Florida Ports Promoted as Alternative to Congestion and Bottlenecks
Florida has become the latest in a series of regional ports in the U.S. seeking to highlight availability as an alternative to the congestion and backlogs at the primary seaports in California and now increasingly also the U.S. East Coast. In an aggressive campaign, the Florida Ports Council is promoting Florida’s fifteen public seaports as an answer to the global supply chain crisis providing an opportunity to save time and money for shippers.
“Florida is open for business, and we are the solution to help resolve the global supply chain crisis,” says Michael Rubin, President and CEO, Florida Ports Council. “Instead of waiting off the coast of California, cargo vessels can offload and move their product to Florida and other discretionary markets in the same time it takes to find space in an increasingly congested California.”
Global suppliers of sneakers, furniture, toilet paper, sporting goods, toys, artificial Christmas trees and more, are literally stuck off the coast of California, waiting days and weeks to offload their cargo, says the FPC. The council is contending that California is no longer the most efficient way to move consumer goods to either the East Coast or even the Midwest. Florida, they say, has the capacity to be the more efficient way to connect commerce to those locations.
“Florida is where your success comes in, and our seaports are the solution to ensure the cargo shipping logjam doesn’t become the grinch that stole Christmas,” says Rubin.
The effort to promote the availability of Florida’s port is the latest in a series of steps designed to help the seaports rebound from the challenges of 2020. Florida’s waterborne trade value declined 16 percent last year, a drop of over $14 billion compared to 2019. The only cargo type to see an overall year-over-year increase in value was breakbulk cargo, which was up nearly eighter percent.

Work instruction A => According to the Florida ports article, how many public seaports does the Florida Ports Council promote?
Work instruction B => Write a continuation of the article on Florida's ports, picking up after its final sentence.

Listed entries =>

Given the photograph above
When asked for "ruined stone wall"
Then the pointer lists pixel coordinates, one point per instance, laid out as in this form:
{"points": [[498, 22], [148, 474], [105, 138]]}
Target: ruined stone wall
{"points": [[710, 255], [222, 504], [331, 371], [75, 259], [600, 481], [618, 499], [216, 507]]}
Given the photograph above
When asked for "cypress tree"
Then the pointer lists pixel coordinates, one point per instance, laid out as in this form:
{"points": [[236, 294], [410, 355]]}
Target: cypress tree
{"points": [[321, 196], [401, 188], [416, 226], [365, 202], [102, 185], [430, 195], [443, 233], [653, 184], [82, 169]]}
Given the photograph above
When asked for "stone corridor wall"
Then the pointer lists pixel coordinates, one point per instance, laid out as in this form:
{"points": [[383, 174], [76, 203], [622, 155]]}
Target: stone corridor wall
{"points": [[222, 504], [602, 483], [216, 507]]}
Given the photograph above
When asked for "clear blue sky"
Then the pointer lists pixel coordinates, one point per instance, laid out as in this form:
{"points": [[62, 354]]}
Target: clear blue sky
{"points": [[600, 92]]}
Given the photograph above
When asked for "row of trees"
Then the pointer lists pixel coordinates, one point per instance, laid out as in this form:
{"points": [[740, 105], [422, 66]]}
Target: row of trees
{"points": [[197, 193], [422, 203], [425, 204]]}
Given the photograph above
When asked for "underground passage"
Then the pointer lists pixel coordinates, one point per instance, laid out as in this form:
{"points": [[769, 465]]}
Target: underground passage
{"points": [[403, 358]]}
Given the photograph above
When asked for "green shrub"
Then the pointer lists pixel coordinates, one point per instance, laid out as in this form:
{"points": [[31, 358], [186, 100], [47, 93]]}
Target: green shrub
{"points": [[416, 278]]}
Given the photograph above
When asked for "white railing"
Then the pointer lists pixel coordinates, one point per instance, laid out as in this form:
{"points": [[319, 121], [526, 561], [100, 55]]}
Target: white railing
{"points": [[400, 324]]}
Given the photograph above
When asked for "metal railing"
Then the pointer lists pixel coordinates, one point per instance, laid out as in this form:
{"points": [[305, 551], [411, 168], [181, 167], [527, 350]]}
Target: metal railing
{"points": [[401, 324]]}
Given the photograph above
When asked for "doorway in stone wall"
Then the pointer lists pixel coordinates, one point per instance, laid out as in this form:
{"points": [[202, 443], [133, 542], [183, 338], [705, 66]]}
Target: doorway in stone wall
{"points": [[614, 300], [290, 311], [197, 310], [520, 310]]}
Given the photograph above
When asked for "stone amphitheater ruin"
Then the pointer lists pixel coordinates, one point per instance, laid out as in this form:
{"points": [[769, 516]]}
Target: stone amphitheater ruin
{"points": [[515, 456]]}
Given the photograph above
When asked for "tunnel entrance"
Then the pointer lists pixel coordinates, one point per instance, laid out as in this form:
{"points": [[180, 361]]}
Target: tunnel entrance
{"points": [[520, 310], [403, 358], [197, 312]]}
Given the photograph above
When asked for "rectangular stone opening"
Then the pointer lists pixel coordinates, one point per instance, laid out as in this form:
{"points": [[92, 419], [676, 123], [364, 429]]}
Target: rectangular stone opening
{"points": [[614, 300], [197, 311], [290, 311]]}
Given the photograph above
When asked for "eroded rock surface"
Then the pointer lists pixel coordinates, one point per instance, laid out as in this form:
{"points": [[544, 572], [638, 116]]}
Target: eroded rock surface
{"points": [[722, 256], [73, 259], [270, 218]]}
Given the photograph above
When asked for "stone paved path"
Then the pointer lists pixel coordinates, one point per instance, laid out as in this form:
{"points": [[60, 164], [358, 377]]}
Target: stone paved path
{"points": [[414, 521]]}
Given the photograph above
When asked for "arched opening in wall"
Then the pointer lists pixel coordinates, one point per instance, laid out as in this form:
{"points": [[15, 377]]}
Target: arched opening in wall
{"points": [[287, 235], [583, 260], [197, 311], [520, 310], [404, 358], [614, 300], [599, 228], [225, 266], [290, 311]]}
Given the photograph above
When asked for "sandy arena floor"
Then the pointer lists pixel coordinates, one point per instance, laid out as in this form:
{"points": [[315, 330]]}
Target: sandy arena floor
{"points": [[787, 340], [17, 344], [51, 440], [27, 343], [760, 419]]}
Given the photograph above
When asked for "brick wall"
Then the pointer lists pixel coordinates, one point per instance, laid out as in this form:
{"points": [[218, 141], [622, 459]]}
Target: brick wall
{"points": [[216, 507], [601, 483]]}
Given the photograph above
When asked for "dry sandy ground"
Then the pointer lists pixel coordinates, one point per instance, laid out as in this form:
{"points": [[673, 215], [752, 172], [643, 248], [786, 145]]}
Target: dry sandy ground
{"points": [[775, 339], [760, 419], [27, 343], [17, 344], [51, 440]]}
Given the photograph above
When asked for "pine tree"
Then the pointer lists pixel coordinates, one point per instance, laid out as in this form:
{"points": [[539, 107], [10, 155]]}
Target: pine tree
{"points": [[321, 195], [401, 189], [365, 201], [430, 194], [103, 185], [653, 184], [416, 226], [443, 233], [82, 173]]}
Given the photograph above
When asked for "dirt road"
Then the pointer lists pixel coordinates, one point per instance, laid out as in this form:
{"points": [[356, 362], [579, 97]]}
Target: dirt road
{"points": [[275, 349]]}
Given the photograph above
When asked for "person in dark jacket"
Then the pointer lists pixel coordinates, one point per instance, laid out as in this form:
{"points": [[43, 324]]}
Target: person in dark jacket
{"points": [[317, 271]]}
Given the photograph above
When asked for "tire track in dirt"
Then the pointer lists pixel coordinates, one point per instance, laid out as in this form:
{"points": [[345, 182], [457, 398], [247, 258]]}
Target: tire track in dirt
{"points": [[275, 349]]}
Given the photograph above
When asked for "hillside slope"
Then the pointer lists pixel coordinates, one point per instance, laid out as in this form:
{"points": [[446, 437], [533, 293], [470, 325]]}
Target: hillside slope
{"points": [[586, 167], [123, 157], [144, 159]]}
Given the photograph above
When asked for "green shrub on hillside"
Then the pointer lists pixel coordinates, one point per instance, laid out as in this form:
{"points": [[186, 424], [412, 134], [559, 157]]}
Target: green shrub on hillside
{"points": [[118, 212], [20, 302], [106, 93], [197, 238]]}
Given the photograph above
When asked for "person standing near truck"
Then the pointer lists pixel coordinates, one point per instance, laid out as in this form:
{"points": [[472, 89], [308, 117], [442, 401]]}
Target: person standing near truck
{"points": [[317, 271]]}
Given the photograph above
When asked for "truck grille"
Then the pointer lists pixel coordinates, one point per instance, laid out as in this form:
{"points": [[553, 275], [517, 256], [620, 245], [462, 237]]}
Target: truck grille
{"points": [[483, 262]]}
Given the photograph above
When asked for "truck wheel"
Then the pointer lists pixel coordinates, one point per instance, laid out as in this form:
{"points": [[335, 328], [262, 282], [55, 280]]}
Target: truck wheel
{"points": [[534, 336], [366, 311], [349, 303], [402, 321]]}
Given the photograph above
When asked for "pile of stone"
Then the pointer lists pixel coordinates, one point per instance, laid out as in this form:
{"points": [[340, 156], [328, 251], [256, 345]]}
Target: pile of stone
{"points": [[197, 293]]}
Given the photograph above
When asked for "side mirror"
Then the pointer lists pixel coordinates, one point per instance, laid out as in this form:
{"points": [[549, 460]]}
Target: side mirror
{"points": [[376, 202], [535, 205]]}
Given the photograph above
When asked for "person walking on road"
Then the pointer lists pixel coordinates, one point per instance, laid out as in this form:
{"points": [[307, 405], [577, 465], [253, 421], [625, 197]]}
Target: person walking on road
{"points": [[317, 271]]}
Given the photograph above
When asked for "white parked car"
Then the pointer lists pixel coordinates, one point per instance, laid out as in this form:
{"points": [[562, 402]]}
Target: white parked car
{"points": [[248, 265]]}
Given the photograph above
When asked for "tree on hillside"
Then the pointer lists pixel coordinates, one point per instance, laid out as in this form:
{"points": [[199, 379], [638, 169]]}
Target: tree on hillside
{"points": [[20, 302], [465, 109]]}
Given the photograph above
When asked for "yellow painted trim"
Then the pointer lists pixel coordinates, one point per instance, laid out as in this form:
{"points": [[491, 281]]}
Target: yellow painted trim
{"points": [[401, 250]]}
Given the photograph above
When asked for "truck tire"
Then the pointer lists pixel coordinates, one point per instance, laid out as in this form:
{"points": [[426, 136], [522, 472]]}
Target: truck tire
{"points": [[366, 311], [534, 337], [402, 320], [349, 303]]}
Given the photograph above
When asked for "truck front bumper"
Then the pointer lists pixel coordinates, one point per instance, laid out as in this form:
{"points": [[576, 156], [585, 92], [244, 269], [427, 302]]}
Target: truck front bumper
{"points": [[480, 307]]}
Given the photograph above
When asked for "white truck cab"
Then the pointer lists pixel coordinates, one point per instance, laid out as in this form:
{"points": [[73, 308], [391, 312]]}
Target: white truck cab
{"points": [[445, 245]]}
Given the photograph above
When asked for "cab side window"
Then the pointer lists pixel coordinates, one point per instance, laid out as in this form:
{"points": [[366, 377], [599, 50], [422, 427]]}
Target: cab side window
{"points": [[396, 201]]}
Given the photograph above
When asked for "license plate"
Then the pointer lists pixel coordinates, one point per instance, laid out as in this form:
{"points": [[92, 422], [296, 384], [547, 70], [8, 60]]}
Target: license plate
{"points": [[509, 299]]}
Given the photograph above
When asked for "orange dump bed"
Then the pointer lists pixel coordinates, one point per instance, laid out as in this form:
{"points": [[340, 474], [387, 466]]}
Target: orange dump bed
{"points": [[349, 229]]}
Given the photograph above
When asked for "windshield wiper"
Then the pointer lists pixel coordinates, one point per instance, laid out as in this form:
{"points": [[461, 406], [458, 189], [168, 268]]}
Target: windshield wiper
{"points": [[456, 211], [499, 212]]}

Answer area A => Fifteen.

Answer area B =>
The seaports across the state experienced more than a six percent decline in container trade. Only three of the 15 ports, Port Manatee, Port Tampa Bay, and Port Panama City, recorded increases in container volumes, with growth between a third and a half. Both the dry bulk and liquid bulk trades were also down by more than 10 percent in 2020.
Earlier this year, Florida Governor Ron DeSantis announced $250 million in stimulus relief to help Florida’s 15 seaports partially offset the impacts experienced as a result of the pandemic. The larger ports received allocated payments ranging between $14 and $70 million in relief based on the level of financial hardship experienced in 2020. Three of the ports, Miami, Port Canaveral, and Port Everglades, have also begun starting in mid-2021 to see a return of cruising which is an important source of revenue.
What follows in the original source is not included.